**Work to complete:**
1. Rewrite the passage on the witchcraft statute from "Here the Devill" up to and including "act or thing.", with "invocation" replaced by "summoning".
2. Carry the passage on the witchcraft statute forward from the point where it stops.

**Page:**

☆ ☆ ☆

Here the Devill by the holy, and powerfull names of Almighty God is invoked (as hath been said): and this invocation, or conjuration, of a wicked Spirit is felony without any other act or thing, save only the apparition of the spirit. See W.1. cap 1. in the Oath of the Champion, &c.
¶ 2. Or shall consult, covenant with, entertaine, employ, feed, or reward, any evill or wicked Spirit, to, or for any intent or purpose.
By this branch, if any consult, &c. (howsoever the wicked spirit appeareth and commeth) these actions (here mentioned) with or to that wicked spirit, to or for any intent or purpose, is felony without any other act or thing.
¶ 3. Or take up any dead man, woman, or childe, out of his, her, or their grave, or any other place where the dead body resteth, or the skin, bone, or any part of a dead person, to be imployed or used in any manner of Witchcraft, Sorcery, Charme, or Inchantment.
Albeit the offender that commits these barbarous, and inhumane dealingswith the bodies of the dead, do not actually imploy or use them in witchcraft, sorcery, charme, or inchantment: yet if he did them of purpose to use therein, it is felony, for the words of this branch be, [to be imployed or used in any matter of witchcraft, &c.]
¶ 4. Or shall use, practice, or exercise any Witchcraft, Inchantment, Charme or Sorcery, whereby any person shall be killed, destroyed, wasted, consumed, pined, or lamed, in his, or her bodie, or any part thereof.
By this branch, no other witchcraft, inchantment, charme, or sorcery (then is before specified) is felony, unlesse by means thereof some person be killed, destroied, wasted, consumed, pined, or lamed, &c. Which words have reference only to this last generall clause.
¶ 5. That then every such offender or offenders, their aiders, abetters, and counsellors, being of any the said offences duly and lawfully convicted, and attainted, shall suffer paines of death, as a felon, or felons, and shall lose the priviledge, and benefit of Clergie and sanctuary.

☆ ☆ ☆

**Stored data:**
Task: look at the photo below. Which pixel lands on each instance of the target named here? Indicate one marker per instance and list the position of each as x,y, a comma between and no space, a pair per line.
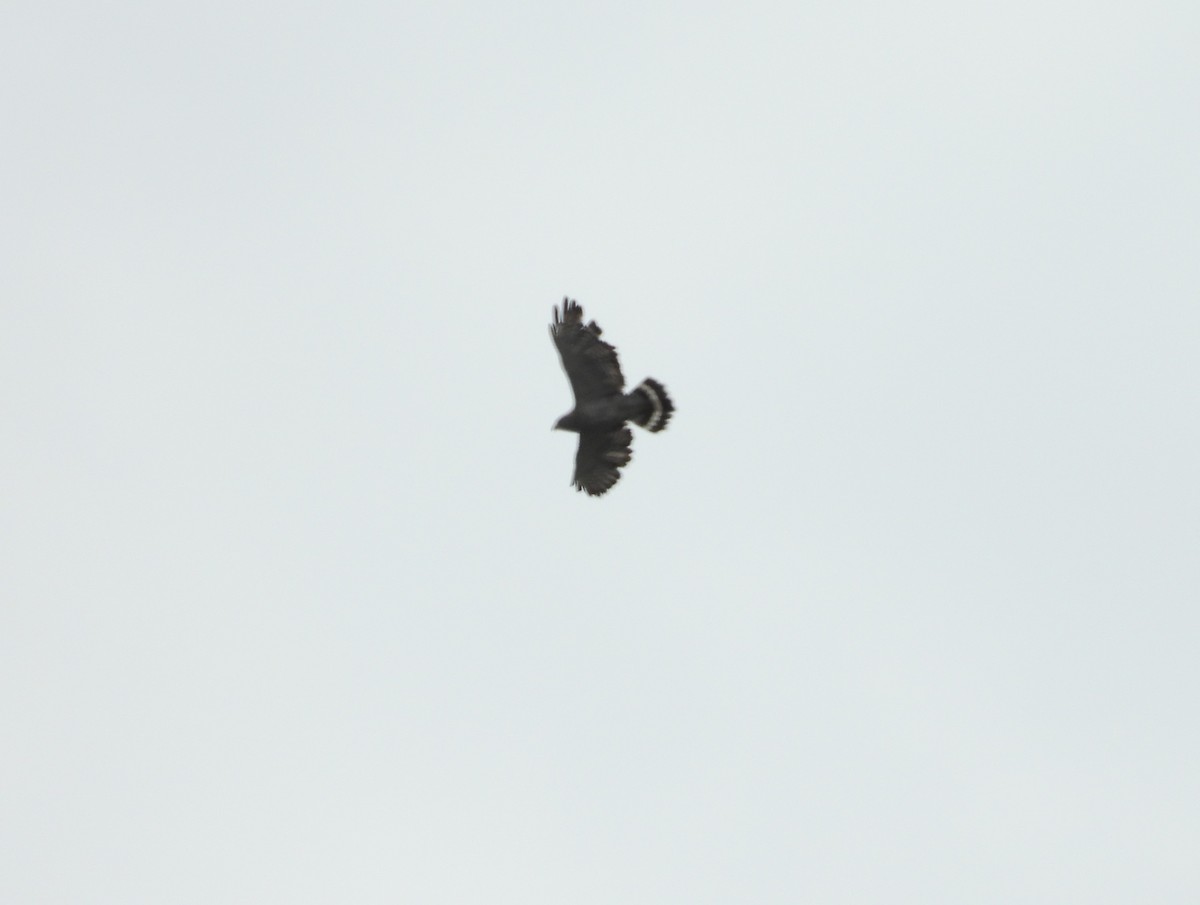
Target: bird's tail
658,407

☆ ☆ ☆

**Final results:**
1.
Here the Devill by the holy, and powerfull names of Almighty God is invoked (as hath been said): and this summoning, or conjuration, of a wicked Spirit is felony without any other act or thing, save only the apparition of the spirit. See W.1. cap 1. in the Oath of the Champion, &c.
¶ 2. Or shall consult, covenant with, entertaine, employ, feed, or reward, any evill or wicked Spirit, to, or for any intent or purpose.
By this branch, if any consult, &c. (howsoever the wicked spirit appeareth and commeth) these actions (here mentioned) with or to that wicked spirit, to or for any intent or purpose, is felony without any other act or thing.

2.
Albeit accessories before be here specially named, yet accessories after may be of this felony, as afterwards is said upon the statute of 3 H.7. for taking away of women, and upon the statute of 8 H.6 for stealing of Records.
The second part of this Act concerneth Felony in a second degree; and the branches thereof are also in number Five.
| ¶ 1. If any person, or persons take upon him or them by Witchcraft Inchantment, Charme, or Sorcery, to tell or declare, in what place any treasure of gold or silver should or might be found, or had in the earth, or other secret places.
The mischiefs before this part of this Act was: That divers Impostors, Men and Women would take upon them to tell, or do, these Five things here specified, in great deceipt of the people, and cheating and cousening them of their money, or other goods. Therefore was this part of the Act made, wherein these words [take upon him or them] are very remarkable. For if they take upon them, &c. though in truth they do it not, nor can do it, yet are they in danger of this first branch.
¶ 2. Or where goods, or other things lost, or stolen should be found or become.
Herein they become offenders, if they take upon them as aforesaid. And note, the taking upon them, to tell and declare, governe both these branches.
¶ 3. Or to the intent to provoke any person to unlawfull love.
Herein also they become offenders, by taking upon them, as is aforesaid. Here is the change of a new Verbe, viz. [to provoke] So as the sense is, If any person or persons shall take upon him or them by witchcraft, inchantment, charms or sorcery, to the intent, to provoke any person to unlawfull love.
¶ 4. Or whereby any cattell or goods of any person shall be destroyed.
The Letter of this branch is this: If any person shall take upon him by witchcraft, inchantment, charm, or sorcery, whereby any cattell or goods of any person should be destroyed. Although this be not sententious, yet the meaning thereof is to be taken, by supplying these words after sorcery [any thing] and not to turn [destroyed] into the Infinitive Mood, as the rest be, for then it satisfieth not the meaning of the makers: for a taking upon them to destroy cattell, &c. if they be not destroyed, is not within the danger of this Act, and therefore must be supplyed as is aforesaid.
¶ 5. Or to hurt or destroy any person in his or her body, although the same be not effected or done.
As in the case of cattell or goods, the destruction must be (as is aforesaid) effected and done: so in case of the person of man, woman, or childe, though the hurt be not effected, or done; yet is the taking upon him, &c. to hurt or destroy any person. &c. within this branch.
¶ Being therefore lawfully convicted.
Here [convicted] is taken in a large sense for attainted, and the rather, for that after in this Act the words be [Lawfully convicted and attainted, as isaforesaid.]
¶ Shall for the said offence, &c.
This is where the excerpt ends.